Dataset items
--- Start ---

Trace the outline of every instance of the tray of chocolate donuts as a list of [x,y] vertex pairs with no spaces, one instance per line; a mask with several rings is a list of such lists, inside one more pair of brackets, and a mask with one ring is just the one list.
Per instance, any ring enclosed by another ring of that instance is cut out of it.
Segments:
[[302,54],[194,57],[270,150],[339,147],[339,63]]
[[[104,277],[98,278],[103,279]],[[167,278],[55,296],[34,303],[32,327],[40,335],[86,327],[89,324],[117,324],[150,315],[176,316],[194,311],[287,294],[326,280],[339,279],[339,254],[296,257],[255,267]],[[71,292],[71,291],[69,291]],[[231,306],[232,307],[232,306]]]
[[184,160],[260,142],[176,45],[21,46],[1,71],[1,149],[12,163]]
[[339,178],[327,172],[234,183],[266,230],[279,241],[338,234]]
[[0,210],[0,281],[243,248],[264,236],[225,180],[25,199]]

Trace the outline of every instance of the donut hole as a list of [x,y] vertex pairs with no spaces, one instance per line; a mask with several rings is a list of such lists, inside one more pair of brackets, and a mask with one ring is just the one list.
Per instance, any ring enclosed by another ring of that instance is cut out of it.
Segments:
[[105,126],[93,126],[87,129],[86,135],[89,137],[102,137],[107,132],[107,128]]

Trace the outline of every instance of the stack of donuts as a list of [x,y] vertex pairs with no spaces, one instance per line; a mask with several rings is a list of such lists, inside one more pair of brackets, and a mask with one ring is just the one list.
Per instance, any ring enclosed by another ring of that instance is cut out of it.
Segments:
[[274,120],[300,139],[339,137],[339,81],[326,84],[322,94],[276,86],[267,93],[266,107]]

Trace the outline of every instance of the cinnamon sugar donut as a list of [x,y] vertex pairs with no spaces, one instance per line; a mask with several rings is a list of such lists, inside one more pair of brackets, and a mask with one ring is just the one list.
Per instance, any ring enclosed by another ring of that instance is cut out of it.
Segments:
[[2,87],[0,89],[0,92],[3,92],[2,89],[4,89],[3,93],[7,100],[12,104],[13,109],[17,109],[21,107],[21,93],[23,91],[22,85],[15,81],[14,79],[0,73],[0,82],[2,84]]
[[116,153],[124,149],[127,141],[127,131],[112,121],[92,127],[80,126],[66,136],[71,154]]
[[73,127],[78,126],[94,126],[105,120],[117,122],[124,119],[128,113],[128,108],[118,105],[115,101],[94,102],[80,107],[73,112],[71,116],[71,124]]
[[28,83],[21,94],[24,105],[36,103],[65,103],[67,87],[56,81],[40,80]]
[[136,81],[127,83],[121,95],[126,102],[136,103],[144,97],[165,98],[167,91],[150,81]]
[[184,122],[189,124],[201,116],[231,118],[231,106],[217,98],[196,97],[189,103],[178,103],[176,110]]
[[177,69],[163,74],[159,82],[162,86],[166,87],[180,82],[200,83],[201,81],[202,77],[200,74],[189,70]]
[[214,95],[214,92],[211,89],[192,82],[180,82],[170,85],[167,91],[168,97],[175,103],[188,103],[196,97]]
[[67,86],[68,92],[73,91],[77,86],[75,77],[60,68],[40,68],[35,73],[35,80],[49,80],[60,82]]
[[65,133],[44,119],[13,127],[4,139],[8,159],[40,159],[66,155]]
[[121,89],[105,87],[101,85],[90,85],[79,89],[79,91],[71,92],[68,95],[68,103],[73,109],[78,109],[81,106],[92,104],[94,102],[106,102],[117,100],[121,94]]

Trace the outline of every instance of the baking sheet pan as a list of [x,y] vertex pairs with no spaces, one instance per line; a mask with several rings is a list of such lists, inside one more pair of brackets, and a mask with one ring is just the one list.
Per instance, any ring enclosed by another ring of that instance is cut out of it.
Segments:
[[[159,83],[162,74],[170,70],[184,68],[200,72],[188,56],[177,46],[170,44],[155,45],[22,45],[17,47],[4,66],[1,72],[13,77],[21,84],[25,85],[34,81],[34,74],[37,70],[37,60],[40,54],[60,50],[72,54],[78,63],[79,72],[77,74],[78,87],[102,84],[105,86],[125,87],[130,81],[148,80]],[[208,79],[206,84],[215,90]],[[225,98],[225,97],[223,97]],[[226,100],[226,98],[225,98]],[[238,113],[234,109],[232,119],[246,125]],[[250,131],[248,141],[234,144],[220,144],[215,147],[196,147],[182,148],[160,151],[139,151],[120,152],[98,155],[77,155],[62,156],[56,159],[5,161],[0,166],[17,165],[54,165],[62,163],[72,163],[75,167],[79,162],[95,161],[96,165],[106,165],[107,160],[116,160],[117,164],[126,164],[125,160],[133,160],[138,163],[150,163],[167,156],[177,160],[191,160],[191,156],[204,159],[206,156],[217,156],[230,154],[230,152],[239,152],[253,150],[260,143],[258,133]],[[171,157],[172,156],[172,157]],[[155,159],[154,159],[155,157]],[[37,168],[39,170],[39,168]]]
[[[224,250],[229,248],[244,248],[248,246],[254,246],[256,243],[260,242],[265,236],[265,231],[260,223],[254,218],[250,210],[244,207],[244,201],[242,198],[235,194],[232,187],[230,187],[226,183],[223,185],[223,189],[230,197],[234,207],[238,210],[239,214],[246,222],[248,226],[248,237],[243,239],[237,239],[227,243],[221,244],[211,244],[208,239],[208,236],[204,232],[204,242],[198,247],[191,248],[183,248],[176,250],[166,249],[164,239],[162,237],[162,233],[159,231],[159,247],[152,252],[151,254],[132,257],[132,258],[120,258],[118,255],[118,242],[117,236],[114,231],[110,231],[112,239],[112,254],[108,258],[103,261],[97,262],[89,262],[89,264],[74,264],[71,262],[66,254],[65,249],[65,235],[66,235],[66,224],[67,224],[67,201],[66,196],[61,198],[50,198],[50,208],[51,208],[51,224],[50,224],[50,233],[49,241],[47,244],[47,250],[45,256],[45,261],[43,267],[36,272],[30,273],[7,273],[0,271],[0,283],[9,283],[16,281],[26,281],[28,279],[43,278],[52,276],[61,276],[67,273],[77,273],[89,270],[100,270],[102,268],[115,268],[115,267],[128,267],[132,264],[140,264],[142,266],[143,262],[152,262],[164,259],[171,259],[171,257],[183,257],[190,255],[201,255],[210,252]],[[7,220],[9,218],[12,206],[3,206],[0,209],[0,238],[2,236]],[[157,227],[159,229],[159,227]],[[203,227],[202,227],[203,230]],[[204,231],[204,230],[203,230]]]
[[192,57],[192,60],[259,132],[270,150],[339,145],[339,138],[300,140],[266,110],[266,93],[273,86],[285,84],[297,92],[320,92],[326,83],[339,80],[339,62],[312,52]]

--- End ---

> [Problem statement] Update the data above by swapping every occurrence of "vertex pairs" for "coordinate pairs", leaving everything else unchanged.

> [Output of the task]
Trace the outline of every instance of the tray of chocolate donuts as a list of [x,y] coordinate pairs with no spaces, one instance per line; a mask with several rings is a list of such lists, inside one more pair of brackets, and a mask with one ring is just the one list.
Per instance, any ring enclosed by another ring of that instance is cut out of it.
Segments:
[[302,54],[194,57],[270,150],[339,147],[339,63]]
[[[104,277],[98,278],[103,279]],[[167,278],[55,296],[34,303],[32,327],[40,335],[86,327],[89,324],[117,324],[150,315],[176,316],[194,311],[287,294],[326,280],[339,279],[339,254],[296,257],[255,267]],[[71,292],[71,291],[69,291]],[[231,306],[232,307],[232,306]]]
[[184,160],[260,142],[176,45],[21,46],[1,71],[1,149],[12,163]]
[[339,178],[327,172],[234,183],[266,230],[279,241],[338,234]]
[[0,210],[0,281],[243,248],[264,236],[225,180],[25,199]]

Trace the outline of every instance of the donut hole as a list of [x,y] coordinate pairs with no spaces, one instance per line; a mask with several rings is a list of such lists, inside one more pair of brackets, and a mask with one ring is just the one list.
Per instance, any ring enclosed by another ring of that instance is cut out of it.
Segments:
[[105,126],[93,126],[87,129],[86,135],[89,137],[102,137],[107,132],[107,128]]

Trace the outline of every instance of the stack of donuts as a list of [x,y] coordinate pairs with no spaces, one instance per line; a mask with several rings is a list of such lists, inside one more pair of brackets, and a mask with one ring is just the one list.
Per instance, any ring enclosed by another ring of that instance is cut out of it.
Segments:
[[274,120],[300,139],[339,137],[339,81],[326,84],[322,94],[276,86],[267,93],[266,107]]

Trace the outline of every instance of the cinnamon sugar donut as a list of [x,y] coordinate pairs with no spaces, one instance per line; a mask with several rings is a list of such lists, inside one more pair of brackets, and a mask with one ring is just the one list.
Per instance, any ring enclosed by another ring of that instance is cut out of it.
Segments:
[[2,87],[0,89],[0,92],[3,92],[2,89],[4,89],[3,93],[7,100],[12,104],[13,109],[17,109],[21,107],[21,93],[23,91],[22,85],[15,81],[14,79],[0,73],[0,82],[2,84]]
[[116,153],[124,149],[127,141],[127,131],[112,121],[92,127],[80,126],[66,136],[71,154]]
[[73,127],[78,126],[94,126],[105,120],[117,122],[124,119],[128,113],[128,108],[118,105],[115,101],[94,102],[80,107],[73,112],[71,116],[71,124]]
[[28,83],[21,94],[24,105],[36,103],[65,103],[67,87],[56,81],[40,80]]
[[136,81],[127,83],[121,95],[126,102],[136,103],[144,97],[165,98],[167,91],[150,81]]
[[184,122],[189,124],[201,116],[231,118],[231,106],[217,98],[196,97],[189,103],[178,103],[176,110]]
[[177,69],[163,74],[159,82],[162,86],[166,87],[180,82],[200,83],[201,81],[202,77],[200,74],[189,70]]
[[214,95],[214,92],[211,89],[192,82],[180,82],[170,85],[167,91],[168,97],[175,103],[188,103],[196,97]]
[[67,86],[68,92],[73,91],[77,86],[75,77],[60,68],[40,68],[35,73],[35,80],[49,80],[60,82]]
[[65,133],[44,119],[13,127],[4,139],[8,159],[40,159],[66,155]]
[[121,89],[105,87],[101,85],[90,85],[79,89],[79,91],[71,92],[68,95],[68,103],[73,109],[78,109],[81,106],[92,104],[94,102],[106,102],[117,100],[121,94]]

Trace the outline of every instance of the baking sheet pan as a list of [x,y] coordinate pairs with no spaces, one instance per line; a mask with several rings is a list of such lists, inside one more pair of brackets, and a mask with one ring is just the one list.
Per instance, any ring enclosed by another ring of that instance is cut out of it.
Segments:
[[[159,83],[162,74],[170,70],[184,68],[200,72],[188,56],[177,46],[170,44],[155,45],[22,45],[17,47],[4,66],[1,72],[13,77],[21,84],[25,85],[34,81],[34,74],[37,70],[37,60],[40,54],[60,50],[72,54],[78,63],[79,72],[77,74],[78,87],[102,84],[105,86],[125,87],[130,81],[148,80]],[[208,79],[206,84],[215,90]],[[225,98],[225,97],[223,97]],[[226,100],[226,98],[225,98]],[[238,113],[234,109],[232,119],[246,125]],[[250,131],[248,141],[234,144],[220,144],[215,147],[196,147],[182,148],[160,151],[139,151],[120,152],[98,155],[77,155],[62,156],[56,159],[5,161],[0,166],[17,165],[54,165],[62,163],[72,163],[75,167],[79,162],[95,161],[96,165],[106,165],[107,160],[116,160],[117,164],[126,164],[125,160],[133,160],[138,163],[150,163],[167,156],[177,160],[191,160],[191,156],[204,159],[206,156],[217,156],[230,154],[230,152],[239,152],[253,150],[260,143],[258,133]],[[171,157],[172,156],[172,157]],[[155,159],[154,159],[155,157]],[[37,168],[39,170],[39,168]]]
[[[224,250],[229,248],[244,248],[248,246],[254,246],[256,243],[260,242],[265,236],[265,231],[260,223],[254,218],[250,210],[244,207],[244,201],[242,198],[235,194],[232,187],[230,187],[226,183],[223,185],[223,189],[230,197],[234,207],[238,210],[239,214],[246,222],[248,226],[248,237],[243,239],[237,239],[227,243],[221,244],[211,244],[208,239],[208,236],[204,232],[204,242],[198,247],[191,248],[183,248],[176,250],[166,249],[164,239],[162,237],[162,233],[159,231],[159,247],[152,252],[151,254],[132,257],[132,258],[120,258],[118,255],[118,242],[117,236],[114,231],[110,231],[112,239],[112,254],[108,258],[103,261],[97,262],[89,262],[89,264],[74,264],[71,262],[66,254],[65,249],[65,235],[66,235],[66,224],[67,224],[67,201],[66,196],[61,198],[50,198],[50,208],[51,208],[51,224],[50,224],[50,233],[49,241],[47,244],[47,250],[45,256],[45,261],[43,267],[36,272],[30,273],[7,273],[0,271],[0,283],[9,283],[16,281],[26,281],[28,279],[43,278],[52,276],[61,276],[67,273],[77,273],[89,270],[100,270],[102,268],[115,268],[115,267],[128,267],[132,264],[140,264],[142,266],[143,262],[152,262],[164,259],[171,259],[171,257],[183,257],[190,255],[201,255],[210,252]],[[7,220],[9,218],[12,206],[3,206],[0,209],[0,238],[2,236]],[[157,227],[159,229],[159,227]],[[203,227],[202,227],[203,230]],[[204,231],[204,230],[203,230]]]
[[192,57],[192,60],[259,132],[270,150],[339,145],[339,138],[300,140],[266,110],[266,93],[273,86],[285,84],[297,92],[320,92],[326,83],[339,80],[339,62],[312,52]]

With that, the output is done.